Entries shown Start Marker

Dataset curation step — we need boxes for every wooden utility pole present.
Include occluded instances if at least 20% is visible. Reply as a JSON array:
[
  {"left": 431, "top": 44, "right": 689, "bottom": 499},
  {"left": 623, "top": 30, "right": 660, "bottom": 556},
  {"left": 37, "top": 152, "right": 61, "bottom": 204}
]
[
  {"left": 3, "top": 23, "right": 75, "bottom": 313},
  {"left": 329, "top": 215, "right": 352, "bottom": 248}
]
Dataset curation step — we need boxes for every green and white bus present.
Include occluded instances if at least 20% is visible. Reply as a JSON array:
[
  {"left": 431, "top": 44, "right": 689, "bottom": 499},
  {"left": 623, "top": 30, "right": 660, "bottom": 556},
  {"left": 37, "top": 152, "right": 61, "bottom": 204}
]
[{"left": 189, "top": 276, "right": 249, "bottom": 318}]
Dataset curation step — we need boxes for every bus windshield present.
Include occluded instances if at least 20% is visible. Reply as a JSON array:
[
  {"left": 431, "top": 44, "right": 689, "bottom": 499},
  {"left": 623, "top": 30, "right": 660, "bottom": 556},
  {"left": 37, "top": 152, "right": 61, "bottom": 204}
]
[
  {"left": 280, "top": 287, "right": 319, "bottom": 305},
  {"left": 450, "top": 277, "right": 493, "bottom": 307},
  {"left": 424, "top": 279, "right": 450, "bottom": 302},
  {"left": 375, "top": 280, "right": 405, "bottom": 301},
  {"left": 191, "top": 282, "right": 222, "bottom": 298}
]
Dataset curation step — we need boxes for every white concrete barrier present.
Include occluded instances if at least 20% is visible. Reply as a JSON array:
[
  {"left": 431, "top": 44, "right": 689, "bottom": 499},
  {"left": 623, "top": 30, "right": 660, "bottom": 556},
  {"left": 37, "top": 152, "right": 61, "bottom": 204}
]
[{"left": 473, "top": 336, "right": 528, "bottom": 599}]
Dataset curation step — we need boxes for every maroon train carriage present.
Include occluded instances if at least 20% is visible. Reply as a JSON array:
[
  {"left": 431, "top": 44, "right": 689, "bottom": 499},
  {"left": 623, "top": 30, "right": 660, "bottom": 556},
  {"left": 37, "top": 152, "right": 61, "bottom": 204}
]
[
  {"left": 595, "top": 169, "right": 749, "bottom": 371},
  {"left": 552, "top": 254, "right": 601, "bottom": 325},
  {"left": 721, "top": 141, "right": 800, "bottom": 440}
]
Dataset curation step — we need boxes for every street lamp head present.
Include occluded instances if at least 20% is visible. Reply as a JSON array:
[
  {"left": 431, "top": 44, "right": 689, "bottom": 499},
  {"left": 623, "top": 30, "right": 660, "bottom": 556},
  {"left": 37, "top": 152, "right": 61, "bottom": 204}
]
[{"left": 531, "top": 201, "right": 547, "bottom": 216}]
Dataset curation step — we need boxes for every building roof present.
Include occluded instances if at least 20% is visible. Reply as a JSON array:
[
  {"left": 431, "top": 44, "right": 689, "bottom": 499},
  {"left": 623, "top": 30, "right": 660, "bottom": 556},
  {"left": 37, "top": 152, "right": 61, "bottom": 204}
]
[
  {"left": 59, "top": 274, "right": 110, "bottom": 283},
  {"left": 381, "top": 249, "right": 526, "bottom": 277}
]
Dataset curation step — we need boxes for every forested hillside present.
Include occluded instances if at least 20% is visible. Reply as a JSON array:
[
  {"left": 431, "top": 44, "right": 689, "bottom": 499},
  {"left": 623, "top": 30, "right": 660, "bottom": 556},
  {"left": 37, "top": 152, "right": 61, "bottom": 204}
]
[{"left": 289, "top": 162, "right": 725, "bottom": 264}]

Entries shown End Marker

» Problem statement:
Recopy all of the records verbatim.

» Solution to this problem:
Dataset curation step — we need boxes for every wooden utility pole present.
Include occluded instances if at least 20% is visible. Reply as a JSON array:
[
  {"left": 431, "top": 44, "right": 689, "bottom": 499},
  {"left": 623, "top": 30, "right": 660, "bottom": 556},
  {"left": 37, "top": 152, "right": 61, "bottom": 204}
]
[
  {"left": 3, "top": 23, "right": 75, "bottom": 313},
  {"left": 329, "top": 215, "right": 352, "bottom": 248}
]
Dataset curation step — we need boxes for every green and white bus present.
Include occluded instances if at least 20% is visible. Reply as a JSON array:
[
  {"left": 431, "top": 44, "right": 689, "bottom": 499},
  {"left": 623, "top": 30, "right": 660, "bottom": 556},
  {"left": 37, "top": 152, "right": 61, "bottom": 204}
]
[{"left": 189, "top": 276, "right": 249, "bottom": 318}]
Dataset curation step — we need boxes for every bus windshield present.
Include occluded instances if at least 20% is visible. Reply as a JSON array:
[
  {"left": 431, "top": 44, "right": 689, "bottom": 499},
  {"left": 623, "top": 30, "right": 660, "bottom": 556},
  {"left": 37, "top": 152, "right": 61, "bottom": 204}
]
[
  {"left": 280, "top": 287, "right": 319, "bottom": 305},
  {"left": 450, "top": 277, "right": 493, "bottom": 307},
  {"left": 424, "top": 279, "right": 450, "bottom": 302},
  {"left": 375, "top": 280, "right": 405, "bottom": 301},
  {"left": 191, "top": 282, "right": 222, "bottom": 298}
]
Dataset curation step — we need boxes for every white concrete barrier present.
Include occluded instances if at least 20% is visible. Reply as a JSON array:
[
  {"left": 431, "top": 44, "right": 689, "bottom": 499},
  {"left": 623, "top": 30, "right": 660, "bottom": 556},
  {"left": 37, "top": 152, "right": 61, "bottom": 204}
]
[{"left": 473, "top": 336, "right": 528, "bottom": 599}]
Dataset curation step — we need boxes for every maroon train carriage present.
Include occluded instances if at least 20% is visible. Reply as a JSON array:
[
  {"left": 431, "top": 44, "right": 689, "bottom": 499},
  {"left": 623, "top": 30, "right": 660, "bottom": 556},
  {"left": 37, "top": 152, "right": 61, "bottom": 204}
]
[
  {"left": 595, "top": 169, "right": 749, "bottom": 371},
  {"left": 552, "top": 254, "right": 601, "bottom": 325},
  {"left": 721, "top": 141, "right": 800, "bottom": 440}
]
Dataset curation step — we need boxes for every street lamp head present.
Include occluded instances if at least 20% is visible. Reply as a JSON array:
[
  {"left": 431, "top": 44, "right": 689, "bottom": 499},
  {"left": 623, "top": 30, "right": 660, "bottom": 556},
  {"left": 37, "top": 152, "right": 61, "bottom": 204}
]
[{"left": 531, "top": 201, "right": 547, "bottom": 216}]
Dataset curation step — we need boxes for every building roof present.
Include occluded instances if at least 20% is visible. Reply as a JSON array:
[
  {"left": 431, "top": 44, "right": 689, "bottom": 499},
  {"left": 623, "top": 30, "right": 660, "bottom": 556},
  {"left": 37, "top": 152, "right": 61, "bottom": 204}
]
[
  {"left": 59, "top": 274, "right": 110, "bottom": 283},
  {"left": 381, "top": 249, "right": 526, "bottom": 277}
]
Dataset curation step — we need boxes for every forested hillside present.
Include occluded instances if at least 20% is visible. Reply as a JSON array:
[
  {"left": 431, "top": 44, "right": 689, "bottom": 499},
  {"left": 623, "top": 30, "right": 660, "bottom": 556},
  {"left": 37, "top": 152, "right": 61, "bottom": 204}
]
[{"left": 289, "top": 162, "right": 725, "bottom": 264}]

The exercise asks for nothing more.